◆ Given instruction
Reproduce the following lines verbatim, keeping every character and line break unchanged.

◆ Supplied entries

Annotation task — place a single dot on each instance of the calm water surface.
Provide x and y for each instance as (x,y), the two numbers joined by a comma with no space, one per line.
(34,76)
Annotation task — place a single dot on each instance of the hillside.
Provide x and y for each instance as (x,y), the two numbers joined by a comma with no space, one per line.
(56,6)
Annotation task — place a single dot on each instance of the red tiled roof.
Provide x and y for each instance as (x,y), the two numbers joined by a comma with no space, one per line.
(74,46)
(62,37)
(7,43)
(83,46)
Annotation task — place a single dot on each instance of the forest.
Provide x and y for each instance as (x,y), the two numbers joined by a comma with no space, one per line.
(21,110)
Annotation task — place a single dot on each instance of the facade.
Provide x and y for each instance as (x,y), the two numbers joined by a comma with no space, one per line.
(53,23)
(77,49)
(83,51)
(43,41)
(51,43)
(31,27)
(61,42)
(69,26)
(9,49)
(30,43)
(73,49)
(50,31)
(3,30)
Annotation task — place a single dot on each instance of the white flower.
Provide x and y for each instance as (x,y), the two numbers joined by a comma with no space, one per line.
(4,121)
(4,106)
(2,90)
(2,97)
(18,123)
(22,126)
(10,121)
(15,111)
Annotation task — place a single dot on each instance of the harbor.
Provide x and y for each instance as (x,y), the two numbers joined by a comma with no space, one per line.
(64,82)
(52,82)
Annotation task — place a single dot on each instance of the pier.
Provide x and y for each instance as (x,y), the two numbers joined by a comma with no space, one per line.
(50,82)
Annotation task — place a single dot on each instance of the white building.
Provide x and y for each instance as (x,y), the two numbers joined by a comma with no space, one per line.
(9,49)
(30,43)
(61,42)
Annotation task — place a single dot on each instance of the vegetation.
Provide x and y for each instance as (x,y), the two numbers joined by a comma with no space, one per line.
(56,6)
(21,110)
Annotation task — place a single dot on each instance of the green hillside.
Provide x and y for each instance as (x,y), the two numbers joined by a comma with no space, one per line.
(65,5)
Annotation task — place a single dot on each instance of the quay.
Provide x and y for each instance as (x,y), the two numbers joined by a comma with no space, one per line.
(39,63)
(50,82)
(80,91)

◆ Output
Annotation task — place a single dot on each instance of the calm water surface.
Provide x and y for each instance as (x,y), the two numbers joined by a comma with no space, one per line.
(34,76)
Annotation task — place a single dot on each instance of the hillside.
Provide x and y for each instance as (x,y), the two numbers joined by a comma with no space, one per line.
(56,6)
Annotation task — place a single dot on each instance of the red tiled roof.
Provide x and y for each instance as (x,y), the two numbers joined by a comma with no space, one per line.
(74,46)
(62,37)
(7,43)
(83,46)
Annotation task — place a single dot on each instance of the forest.
Provide x and y for each instance as (x,y), the two numbers joined by a comma with no space, one per line.
(21,110)
Annotation task — place a single dot on each instance of the facade.
Provide x and y for each instance as (x,y), the two numbers joined by a comma with no space, one per line.
(53,23)
(77,49)
(83,51)
(43,41)
(51,43)
(31,27)
(61,42)
(69,26)
(9,49)
(30,43)
(73,49)
(50,31)
(3,30)
Annotation task — place a single dot on each instance of the white flower.
Provide x and y for each instance as (x,y), the two numbers joined by a comma with no space, one per line.
(4,121)
(4,106)
(2,90)
(2,97)
(18,123)
(22,126)
(10,121)
(15,111)
Annotation task — place a single dot on each instance of the harbor.
Provide x and y for each instance as (x,y), the two numbers joined by a comma with no space, one per line.
(64,82)
(52,82)
Annotation task — place a single dot on each instance of the pier.
Provide x and y for each instance as (x,y), the two numbers joined by a comma with no space, one per line.
(50,82)
Annotation task — place a single dot on each instance of the white building.
Provide x and y for each instance as (x,y), the two numbers joined by a comma with no space, one per line.
(9,49)
(30,43)
(61,42)
Annotation task — place a single dot on each instance of the vegetation.
Provide x and y for each instance as (x,y), the two numbers joined by a comma with no space, one per line.
(56,6)
(21,110)
Annotation task — place a single dot on each instance of the green hillside.
Provide x and y for each instance as (x,y), the two numbers joined by a comma with no space, one per line.
(65,5)
Annotation task — place a single dot on each instance of the quay.
Provide x and y for each instance as (x,y), the two numbers joined by a comma with no space, one per line.
(39,63)
(50,82)
(80,91)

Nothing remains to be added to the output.